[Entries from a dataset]
━━━━━━
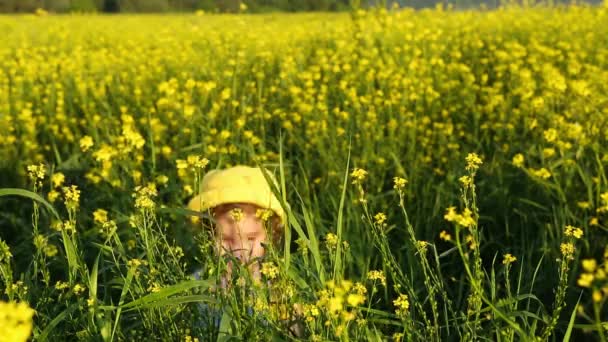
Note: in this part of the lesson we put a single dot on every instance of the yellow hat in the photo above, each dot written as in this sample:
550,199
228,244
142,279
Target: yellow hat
239,184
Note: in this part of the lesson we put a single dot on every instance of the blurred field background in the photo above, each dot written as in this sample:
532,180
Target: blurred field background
233,6
492,120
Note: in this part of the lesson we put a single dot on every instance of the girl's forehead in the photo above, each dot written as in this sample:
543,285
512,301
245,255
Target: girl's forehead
243,229
222,208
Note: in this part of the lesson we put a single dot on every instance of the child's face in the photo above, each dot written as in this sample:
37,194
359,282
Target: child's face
241,234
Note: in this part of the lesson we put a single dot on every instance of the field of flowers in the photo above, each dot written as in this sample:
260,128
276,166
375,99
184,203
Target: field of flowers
443,173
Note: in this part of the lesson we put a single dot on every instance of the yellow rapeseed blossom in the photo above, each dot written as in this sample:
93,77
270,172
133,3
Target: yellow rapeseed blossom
269,270
473,161
518,160
508,259
399,183
57,179
589,265
402,305
567,249
585,280
541,173
331,240
380,219
377,275
71,196
574,232
358,176
100,216
16,320
86,143
465,219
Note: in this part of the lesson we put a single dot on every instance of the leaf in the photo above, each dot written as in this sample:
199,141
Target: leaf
30,195
47,330
572,319
164,293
━━━━━━
## EXERCISE
Please write out the stretch from the line containing "of the child's" through the end of the items again, changing "lesson" to "exercise" and leaving everything else the same.

## RESPONSE TO THIS EXERCISE
Note: in this part of the exercise we put a single dot on every instance of the child's face in the photo above, each dot written as in this sample:
37,194
359,282
Target: child's face
241,234
Note: in this part of the exercise we put a single dot on every instance of the field of flowers in the photo above, each dot written as in this sample:
260,128
276,166
375,99
184,203
Target: field of flowers
443,173
Note: in this part of the exercise we put a single dot on every instance of the yellow rapeseed blossom in the photo above, each dot written as in this sample:
93,77
270,172
133,3
Target: yellow rapeseed blossom
269,270
473,161
518,160
508,259
399,183
57,179
589,265
402,305
567,249
585,280
541,173
331,240
380,219
377,275
71,196
574,232
358,176
100,216
16,320
86,143
465,219
Note: in this part of the exercise we put a single dot on every instance of the leaf in the photo above, each dot written as in this sample:
199,141
Target: leaf
30,195
47,330
572,319
164,293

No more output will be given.